### Written task A
Answer these from the UTF-8 decoder source, each on its own line:
(i) What value does lookup-table entry [2] give for .upper?
(ii) What value is written to *cp when str is NULL or len is 0?
(iii) According to its comment, how many bits of capacity does entry [3] have?
### Written task B
Repeat word for word the part of the UTF-8 decoder source that begins at the words "if (str == NULL" and stops after the words "the high bits)".

### Document
— START —
/* See LICENSE file for copyright and license details. */
#include <stddef.h>
#include <stdint.h>

#include "../grapheme.h"
#include "util.h"

#define BETWEEN(c, l, u) ((c) >= (l) && (c) <= (u))

/* lookup-table for the types of sequence first bytes */
static const struct {
	uint_least8_t  lower; /* lower bound of sequence first byte */
	uint_least8_t  upper; /* upper bound of sequence first byte */
	uint_least32_t mincp; /* smallest non-overlong encoded codepoint */
	uint_least32_t maxcp; /* largest encodable codepoint */
	/*
	 * implicit: table-offset represents the number of following
	 * bytes of the form 10xxxxxx (6 bits capacity each)
	 */
} lut[] = {
	[0] = {
		/* 0xxxxxxx */
		.lower = 0x00, /* 00000000 */
		.upper = 0x7F, /* 01111111 */
		.mincp = (uint_least32_t)0,
		.maxcp = ((uint_least32_t)1 << 7) - 1, /* 7 bits capacity */
	},
	[1] = {
		/* 110xxxxx */
		.lower = 0xC0, /* 11000000 */
		.upper = 0xDF, /* 11011111 */
		.mincp = (uint_least32_t)1 << 7,
		.maxcp = ((uint_least32_t)1 << 11) - 1, /* 5+6=11 bits capacity */
	},
	[2] = {
		/* 1110xxxx */
		.lower = 0xE0, /* 11100000 */
		.upper = 0xEF, /* 11101111 */
		.mincp = (uint_least32_t)1 << 11,
		.maxcp = ((uint_least32_t)1 << 16) - 1, /* 4+6+6=16 bits capacity */
	},
	[3] = {
		/* 11110xxx */
		.lower = 0xF0, /* 11110000 */
		.upper = 0xF7, /* 11110111 */
		.mincp = (uint_least32_t)1 << 16,
		.maxcp = ((uint_least32_t)1 << 21) - 1, /* 3+6+6+6=21 bits capacity */
	},
};

size_t
grapheme_decode_utf8(const char *str, size_t len, uint_least32_t *cp)
{
	size_t off, i;
	uint_least32_t tmp;

	if (cp == NULL) {
		/*
		 * instead of checking every time if cp is NULL within
		 * the decoder, simply point it at a dummy variable here.
		 */
		cp = &tmp;
	}

	if (str == NULL || len == 0) {
		/* a sequence must be at least 1 byte long */
		*cp = GRAPHEME_INVALID_CODEPOINT;
		return 0;
	}

	/* identify sequence type with the first byte */
	for (off = 0; off < LEN(lut); off++) {
		if (BETWEEN(((const unsigned char *)str)[0], lut[off].lower,
		            lut[off].upper)) {
			/*
			 * first byte is within the bounds; fill
			 * p with the the first bits contained in
			 * the first byte (by subtracting the high bits)
— END —
### Data lines
— START —
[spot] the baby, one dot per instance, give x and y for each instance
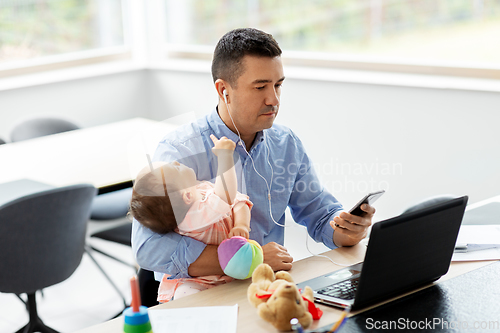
— END —
### Correct response A
(i) 0xEF
(ii) GRAPHEME_INVALID_CODEPOINT
(iii) 21 bits (3+6+6+6)

### Correct response B
if (str == NULL || len == 0) {
		/* a sequence must be at least 1 byte long */
		*cp = GRAPHEME_INVALID_CODEPOINT;
		return 0;
	}

	/* identify sequence type with the first byte */
	for (off = 0; off < LEN(lut); off++) {
		if (BETWEEN(((const unsigned char *)str)[0], lut[off].lower,
		            lut[off].upper)) {
			/*
			 * first byte is within the bounds; fill
			 * p with the the first bits contained in
			 * the first byte (by subtracting the high bits)